→ **PROMPT**
For this exercise, output every line of the data as it stands.

→ **EXCERPTED RECORDS**
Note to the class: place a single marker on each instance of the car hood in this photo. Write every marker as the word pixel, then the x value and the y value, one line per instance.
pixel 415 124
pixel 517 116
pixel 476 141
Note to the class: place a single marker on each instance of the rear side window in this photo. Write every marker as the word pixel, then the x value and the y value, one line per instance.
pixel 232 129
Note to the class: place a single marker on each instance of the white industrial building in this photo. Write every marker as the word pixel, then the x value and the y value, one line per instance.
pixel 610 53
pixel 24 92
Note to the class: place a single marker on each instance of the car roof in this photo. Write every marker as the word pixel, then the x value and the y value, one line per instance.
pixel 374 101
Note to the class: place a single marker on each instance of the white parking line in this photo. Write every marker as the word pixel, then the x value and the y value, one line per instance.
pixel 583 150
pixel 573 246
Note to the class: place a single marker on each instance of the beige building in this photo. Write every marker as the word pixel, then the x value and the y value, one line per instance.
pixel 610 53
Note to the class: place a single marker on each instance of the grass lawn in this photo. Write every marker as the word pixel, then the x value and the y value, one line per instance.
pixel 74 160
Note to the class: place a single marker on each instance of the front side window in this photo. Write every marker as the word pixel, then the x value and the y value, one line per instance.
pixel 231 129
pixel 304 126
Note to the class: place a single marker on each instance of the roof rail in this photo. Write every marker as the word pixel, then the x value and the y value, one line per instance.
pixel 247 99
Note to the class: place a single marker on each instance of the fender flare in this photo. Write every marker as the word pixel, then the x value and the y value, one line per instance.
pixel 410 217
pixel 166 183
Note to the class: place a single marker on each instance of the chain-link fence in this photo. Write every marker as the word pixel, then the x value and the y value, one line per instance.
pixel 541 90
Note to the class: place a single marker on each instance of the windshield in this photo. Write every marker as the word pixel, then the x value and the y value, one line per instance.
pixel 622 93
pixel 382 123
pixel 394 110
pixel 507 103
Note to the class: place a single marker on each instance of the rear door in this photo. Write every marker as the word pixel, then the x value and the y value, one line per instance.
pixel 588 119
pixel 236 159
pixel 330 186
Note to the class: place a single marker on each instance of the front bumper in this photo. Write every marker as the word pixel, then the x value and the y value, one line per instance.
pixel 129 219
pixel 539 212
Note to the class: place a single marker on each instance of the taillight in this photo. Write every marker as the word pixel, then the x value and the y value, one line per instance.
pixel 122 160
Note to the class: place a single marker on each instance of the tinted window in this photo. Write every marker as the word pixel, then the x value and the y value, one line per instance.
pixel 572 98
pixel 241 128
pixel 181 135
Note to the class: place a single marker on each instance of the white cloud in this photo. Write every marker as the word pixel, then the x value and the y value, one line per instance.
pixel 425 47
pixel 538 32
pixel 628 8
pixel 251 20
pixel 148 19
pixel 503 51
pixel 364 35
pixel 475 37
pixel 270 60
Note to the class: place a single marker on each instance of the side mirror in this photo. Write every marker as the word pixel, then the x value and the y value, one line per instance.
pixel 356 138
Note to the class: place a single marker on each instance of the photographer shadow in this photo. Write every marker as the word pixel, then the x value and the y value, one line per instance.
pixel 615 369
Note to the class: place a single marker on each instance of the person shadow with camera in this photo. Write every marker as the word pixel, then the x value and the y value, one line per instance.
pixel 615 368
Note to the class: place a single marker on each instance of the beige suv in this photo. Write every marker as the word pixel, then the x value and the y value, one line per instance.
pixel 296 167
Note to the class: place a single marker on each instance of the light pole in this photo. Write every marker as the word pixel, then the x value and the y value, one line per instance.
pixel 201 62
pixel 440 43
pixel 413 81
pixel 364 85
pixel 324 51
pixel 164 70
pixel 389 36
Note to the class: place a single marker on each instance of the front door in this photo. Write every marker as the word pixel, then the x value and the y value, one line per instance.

→ **ANSWER BOX**
Note to the class: place a single marker on each instance of the car hood in this photo. Write every marker as the word pixel, then the x value and the y value, one line per instance.
pixel 415 124
pixel 517 116
pixel 476 141
Note to the class: place a single marker on each instance of the rear side window in this photo. Write every marker as the word pixel, then the x value and the y value, one line per instance.
pixel 232 129
Note to the class: place a single marker on each instance of the white industrial building in this photo. Write every marker as the word pixel, then the x value and the y value, one line per instance.
pixel 610 53
pixel 24 92
Note to the class: place a single marker on each instance of the car roof in this photo. Write every marker as the word pixel, then the x value and the y value, one line per instance.
pixel 374 101
Note to the class: place a single marker on each instance of the white parking line in this photo. Write every marker as the word pixel, then the x value and the y value, one line per instance.
pixel 583 150
pixel 573 246
Note to the class: place a single marker on each instance of the beige building in this photo. Write every marker as the word pixel, then the x value and the y value, one line per instance.
pixel 610 53
Note to the class: place a single marker on each instance of the grass lawn in this photo. Write every marker as the word pixel, then the x value and the y value, one line per instance.
pixel 74 160
Note to the class: place a single marker on each instance of the front side window in this photo. Write every marker as the word pixel, then the x value and the y value, one line per instance.
pixel 231 129
pixel 304 126
Note to the class: place a single marker on each instance of the roof rail in this photo. Write every marker as the word pixel, then the x value and the y value, one line per instance.
pixel 247 99
Note to the class: place a single marker on each instance of the fender flare in this photo. Write every marker as the word pixel, then the x value and the y value, one line per instance.
pixel 410 217
pixel 166 183
Note to the class: place a single marker on each instance of the chain-link fence in this photo. Write every marker as the word pixel, then the x value and the y value, one line per instance.
pixel 541 90
Note to the class: place a single marker on each instance of the windshield in this photo. Write every marker as the word pixel, then the x value and the y value, one line per instance.
pixel 622 93
pixel 382 123
pixel 394 110
pixel 507 103
Note to the class: place a single marker on each instance of the rear door in this photo. Write every marker as the word pixel, then the x value and the y value, one line per instance.
pixel 588 119
pixel 236 159
pixel 330 186
Note to the class: place a single marker on each instance of the front bumper in this photo. Write every marker as the word pixel, then the x value and the y value, one line per instance.
pixel 129 219
pixel 539 212
Note to the class: place a single marker on each instance of the taillight in this photo. Write every marker as the word pixel, then the x value and the y value, one line per instance.
pixel 122 160
Note to the class: place a single marker on each instance of the tinted window in this photo. Write every marker as the word pixel, then the x value and the y value, one line per instance.
pixel 572 98
pixel 241 128
pixel 181 135
Note to the class: place a single marker on each instance of the white cloud in this photo. Write every marker as the word pixel, then the x value and the y value, one line per instance.
pixel 425 47
pixel 538 32
pixel 628 8
pixel 251 20
pixel 148 19
pixel 503 51
pixel 364 35
pixel 475 37
pixel 270 60
Note to the class: place a single marker on each instance of the side mirror in this photo. Write every marker as the word pixel, then the x value and the y value, one line per instance.
pixel 356 138
Note to the class: place a single marker on each instance of the photographer shadow in this photo. Write every marker as the word pixel, then the x value and the y value, one line per instance.
pixel 615 369
Note to the class: place a single marker on each instance of the person shadow with camera in this photo. Write every marker as the word pixel, then the x value and the y value, one line per instance.
pixel 615 368
Note to the class: place a single marker on each instance of the beige suv in this photo. Write every marker as the word pixel, then the x value and the y value, one line per instance.
pixel 296 167
Note to the class: place a single marker on each instance of the light pole in this photo. Write every marker as the word pixel, then the x value and the y value, one line per instance.
pixel 201 62
pixel 440 43
pixel 413 81
pixel 364 85
pixel 324 51
pixel 164 70
pixel 389 36
Note to the class: place a single marker on each instance of the front door in this photo. Write every marker as the word pixel, then the x value and the y value, one line per instance.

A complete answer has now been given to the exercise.